[Free-text object descriptions]
________

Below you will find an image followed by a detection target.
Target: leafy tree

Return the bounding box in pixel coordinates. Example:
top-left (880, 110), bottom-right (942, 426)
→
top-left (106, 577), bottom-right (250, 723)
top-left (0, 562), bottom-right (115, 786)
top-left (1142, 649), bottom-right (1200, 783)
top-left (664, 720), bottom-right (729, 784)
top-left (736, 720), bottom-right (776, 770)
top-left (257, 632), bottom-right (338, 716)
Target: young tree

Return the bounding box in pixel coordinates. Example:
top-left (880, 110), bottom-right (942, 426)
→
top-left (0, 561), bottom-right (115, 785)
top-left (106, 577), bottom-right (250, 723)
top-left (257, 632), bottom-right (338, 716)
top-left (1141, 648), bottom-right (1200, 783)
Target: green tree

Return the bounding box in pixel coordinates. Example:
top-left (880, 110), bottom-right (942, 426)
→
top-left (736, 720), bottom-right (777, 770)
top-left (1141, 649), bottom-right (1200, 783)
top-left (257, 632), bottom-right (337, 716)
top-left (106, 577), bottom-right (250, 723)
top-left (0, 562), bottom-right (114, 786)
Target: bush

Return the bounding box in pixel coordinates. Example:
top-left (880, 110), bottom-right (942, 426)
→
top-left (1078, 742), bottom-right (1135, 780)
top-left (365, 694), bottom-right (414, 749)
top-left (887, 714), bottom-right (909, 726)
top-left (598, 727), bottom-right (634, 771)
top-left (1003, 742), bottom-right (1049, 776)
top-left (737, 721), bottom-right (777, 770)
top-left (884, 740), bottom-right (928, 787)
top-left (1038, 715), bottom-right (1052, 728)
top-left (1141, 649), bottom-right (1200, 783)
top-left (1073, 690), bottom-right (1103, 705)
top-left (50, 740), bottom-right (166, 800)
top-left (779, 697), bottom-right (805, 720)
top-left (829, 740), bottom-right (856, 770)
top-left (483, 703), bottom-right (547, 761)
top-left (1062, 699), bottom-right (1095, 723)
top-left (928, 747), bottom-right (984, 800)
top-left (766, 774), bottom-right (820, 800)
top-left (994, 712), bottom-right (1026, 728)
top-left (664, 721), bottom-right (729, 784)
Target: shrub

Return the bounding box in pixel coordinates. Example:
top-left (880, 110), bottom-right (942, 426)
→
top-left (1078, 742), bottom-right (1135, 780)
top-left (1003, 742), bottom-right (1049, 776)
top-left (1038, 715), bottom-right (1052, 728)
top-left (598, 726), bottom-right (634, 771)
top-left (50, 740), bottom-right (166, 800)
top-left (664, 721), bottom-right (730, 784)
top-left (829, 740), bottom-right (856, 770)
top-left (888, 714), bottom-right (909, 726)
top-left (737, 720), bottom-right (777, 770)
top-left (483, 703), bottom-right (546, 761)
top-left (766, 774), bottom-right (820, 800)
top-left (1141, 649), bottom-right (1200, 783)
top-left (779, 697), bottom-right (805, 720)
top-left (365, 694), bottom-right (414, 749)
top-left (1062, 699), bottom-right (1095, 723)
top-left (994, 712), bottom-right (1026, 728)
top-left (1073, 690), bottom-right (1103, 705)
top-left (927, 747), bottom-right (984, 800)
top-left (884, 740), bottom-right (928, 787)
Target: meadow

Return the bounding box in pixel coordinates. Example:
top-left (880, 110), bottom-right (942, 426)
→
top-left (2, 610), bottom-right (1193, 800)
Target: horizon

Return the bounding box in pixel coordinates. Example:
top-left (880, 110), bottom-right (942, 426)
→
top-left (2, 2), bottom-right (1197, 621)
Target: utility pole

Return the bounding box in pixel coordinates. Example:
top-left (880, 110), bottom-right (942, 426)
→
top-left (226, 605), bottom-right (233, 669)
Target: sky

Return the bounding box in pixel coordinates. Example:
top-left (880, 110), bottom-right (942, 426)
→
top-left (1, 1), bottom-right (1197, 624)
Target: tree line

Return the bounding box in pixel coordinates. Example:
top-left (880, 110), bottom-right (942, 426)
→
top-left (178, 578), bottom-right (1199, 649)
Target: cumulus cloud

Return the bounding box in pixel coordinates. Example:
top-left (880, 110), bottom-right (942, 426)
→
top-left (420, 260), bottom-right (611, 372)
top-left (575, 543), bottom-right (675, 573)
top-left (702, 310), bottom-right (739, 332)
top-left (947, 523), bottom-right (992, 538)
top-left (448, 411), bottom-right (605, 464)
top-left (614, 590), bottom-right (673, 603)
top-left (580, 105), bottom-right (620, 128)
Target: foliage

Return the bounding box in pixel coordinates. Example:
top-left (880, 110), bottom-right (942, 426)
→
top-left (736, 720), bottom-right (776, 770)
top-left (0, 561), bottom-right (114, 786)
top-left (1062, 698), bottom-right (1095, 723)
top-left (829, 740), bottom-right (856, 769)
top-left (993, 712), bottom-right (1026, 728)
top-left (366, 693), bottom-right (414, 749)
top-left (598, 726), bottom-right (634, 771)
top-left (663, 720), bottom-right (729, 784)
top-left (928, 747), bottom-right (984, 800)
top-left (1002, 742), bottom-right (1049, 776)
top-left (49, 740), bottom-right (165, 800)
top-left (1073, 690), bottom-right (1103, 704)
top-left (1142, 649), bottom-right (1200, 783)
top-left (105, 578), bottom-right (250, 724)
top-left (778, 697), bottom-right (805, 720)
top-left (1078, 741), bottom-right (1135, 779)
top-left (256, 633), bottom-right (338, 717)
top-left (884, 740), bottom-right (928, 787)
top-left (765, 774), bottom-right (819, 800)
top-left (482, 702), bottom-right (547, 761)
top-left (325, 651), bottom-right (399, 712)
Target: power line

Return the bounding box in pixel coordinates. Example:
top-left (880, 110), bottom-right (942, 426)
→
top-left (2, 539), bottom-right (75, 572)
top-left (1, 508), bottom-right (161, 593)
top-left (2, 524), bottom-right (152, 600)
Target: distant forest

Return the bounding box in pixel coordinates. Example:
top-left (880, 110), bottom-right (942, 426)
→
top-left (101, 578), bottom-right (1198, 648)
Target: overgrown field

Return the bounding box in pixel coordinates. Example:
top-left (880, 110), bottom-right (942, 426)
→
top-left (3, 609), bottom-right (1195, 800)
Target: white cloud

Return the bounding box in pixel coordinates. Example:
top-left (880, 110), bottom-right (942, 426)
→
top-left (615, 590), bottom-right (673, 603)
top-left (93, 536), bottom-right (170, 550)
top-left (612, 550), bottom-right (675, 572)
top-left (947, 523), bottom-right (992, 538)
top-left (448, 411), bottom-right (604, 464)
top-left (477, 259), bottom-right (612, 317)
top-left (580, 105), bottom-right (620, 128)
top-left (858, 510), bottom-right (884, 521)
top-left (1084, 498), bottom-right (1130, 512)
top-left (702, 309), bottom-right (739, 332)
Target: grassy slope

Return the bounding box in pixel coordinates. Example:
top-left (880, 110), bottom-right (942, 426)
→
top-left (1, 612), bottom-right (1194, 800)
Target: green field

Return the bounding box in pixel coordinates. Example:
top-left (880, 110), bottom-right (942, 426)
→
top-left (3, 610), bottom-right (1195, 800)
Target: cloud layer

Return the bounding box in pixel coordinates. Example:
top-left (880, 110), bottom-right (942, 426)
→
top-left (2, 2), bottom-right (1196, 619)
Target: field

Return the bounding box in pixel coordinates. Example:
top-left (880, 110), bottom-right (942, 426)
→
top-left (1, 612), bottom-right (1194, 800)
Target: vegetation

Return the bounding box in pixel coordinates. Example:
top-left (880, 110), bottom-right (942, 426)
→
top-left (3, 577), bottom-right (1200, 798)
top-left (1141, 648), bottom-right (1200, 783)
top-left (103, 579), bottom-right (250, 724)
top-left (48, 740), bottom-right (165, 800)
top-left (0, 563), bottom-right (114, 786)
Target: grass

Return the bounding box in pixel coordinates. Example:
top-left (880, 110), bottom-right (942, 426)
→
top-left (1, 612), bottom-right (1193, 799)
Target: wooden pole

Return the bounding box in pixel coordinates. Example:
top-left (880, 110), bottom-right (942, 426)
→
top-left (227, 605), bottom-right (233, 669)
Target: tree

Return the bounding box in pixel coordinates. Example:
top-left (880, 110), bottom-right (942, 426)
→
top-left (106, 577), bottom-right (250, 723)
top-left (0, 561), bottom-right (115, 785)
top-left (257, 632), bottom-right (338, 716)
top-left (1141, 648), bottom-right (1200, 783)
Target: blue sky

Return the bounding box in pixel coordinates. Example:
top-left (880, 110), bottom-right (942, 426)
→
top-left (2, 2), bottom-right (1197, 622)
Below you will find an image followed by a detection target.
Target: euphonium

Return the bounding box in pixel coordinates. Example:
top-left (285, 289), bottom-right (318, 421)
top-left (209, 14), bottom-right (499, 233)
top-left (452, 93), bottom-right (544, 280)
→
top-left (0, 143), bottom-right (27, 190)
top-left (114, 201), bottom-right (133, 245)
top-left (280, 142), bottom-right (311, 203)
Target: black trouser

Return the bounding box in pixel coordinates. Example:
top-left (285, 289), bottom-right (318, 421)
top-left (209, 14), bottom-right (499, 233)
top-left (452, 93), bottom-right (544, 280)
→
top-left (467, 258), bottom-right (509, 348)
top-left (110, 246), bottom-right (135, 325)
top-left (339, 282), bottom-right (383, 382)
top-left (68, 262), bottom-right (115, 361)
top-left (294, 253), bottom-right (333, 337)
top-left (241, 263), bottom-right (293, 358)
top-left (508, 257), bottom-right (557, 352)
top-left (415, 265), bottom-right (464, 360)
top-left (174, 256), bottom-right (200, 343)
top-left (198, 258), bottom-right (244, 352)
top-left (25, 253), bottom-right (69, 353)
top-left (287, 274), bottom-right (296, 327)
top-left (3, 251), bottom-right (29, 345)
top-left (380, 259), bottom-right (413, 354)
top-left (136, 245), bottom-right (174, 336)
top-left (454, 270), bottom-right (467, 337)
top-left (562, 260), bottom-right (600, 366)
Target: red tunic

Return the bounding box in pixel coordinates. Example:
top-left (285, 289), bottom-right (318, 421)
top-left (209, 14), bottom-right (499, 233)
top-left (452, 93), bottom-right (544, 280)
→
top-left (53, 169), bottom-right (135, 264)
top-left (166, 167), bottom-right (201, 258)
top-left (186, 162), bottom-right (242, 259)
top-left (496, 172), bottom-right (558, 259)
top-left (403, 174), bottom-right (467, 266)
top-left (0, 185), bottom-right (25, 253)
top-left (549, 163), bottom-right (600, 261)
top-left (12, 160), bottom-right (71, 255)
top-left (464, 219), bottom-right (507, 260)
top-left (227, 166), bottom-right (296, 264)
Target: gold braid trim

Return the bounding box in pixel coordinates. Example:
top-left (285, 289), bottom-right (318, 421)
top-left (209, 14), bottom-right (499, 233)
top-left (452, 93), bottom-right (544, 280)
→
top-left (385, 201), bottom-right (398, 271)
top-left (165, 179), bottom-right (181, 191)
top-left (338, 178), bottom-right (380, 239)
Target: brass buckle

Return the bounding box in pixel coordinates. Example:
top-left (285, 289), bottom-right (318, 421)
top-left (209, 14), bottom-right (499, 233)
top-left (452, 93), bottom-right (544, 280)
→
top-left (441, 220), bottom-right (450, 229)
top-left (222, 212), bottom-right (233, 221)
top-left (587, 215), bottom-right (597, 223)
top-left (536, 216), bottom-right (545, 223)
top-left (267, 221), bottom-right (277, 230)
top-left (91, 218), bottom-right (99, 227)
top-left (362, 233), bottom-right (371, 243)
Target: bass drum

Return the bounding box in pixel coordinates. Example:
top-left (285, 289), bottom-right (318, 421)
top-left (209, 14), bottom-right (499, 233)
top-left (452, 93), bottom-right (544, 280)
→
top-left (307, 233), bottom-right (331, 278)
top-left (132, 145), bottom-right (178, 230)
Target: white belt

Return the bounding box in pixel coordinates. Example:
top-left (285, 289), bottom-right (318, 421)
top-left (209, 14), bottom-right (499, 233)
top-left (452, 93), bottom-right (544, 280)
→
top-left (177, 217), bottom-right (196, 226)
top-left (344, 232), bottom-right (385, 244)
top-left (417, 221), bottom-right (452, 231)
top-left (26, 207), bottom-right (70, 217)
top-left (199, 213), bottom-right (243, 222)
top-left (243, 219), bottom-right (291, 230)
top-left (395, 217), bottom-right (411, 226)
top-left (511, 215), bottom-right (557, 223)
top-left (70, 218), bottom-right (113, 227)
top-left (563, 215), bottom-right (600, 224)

________

> _WHAT YOU SHOULD DO_: Give the number of lines in the records where the word "pole" occurs, and add nothing.

> _ANSWER FOR THE TASK_: 2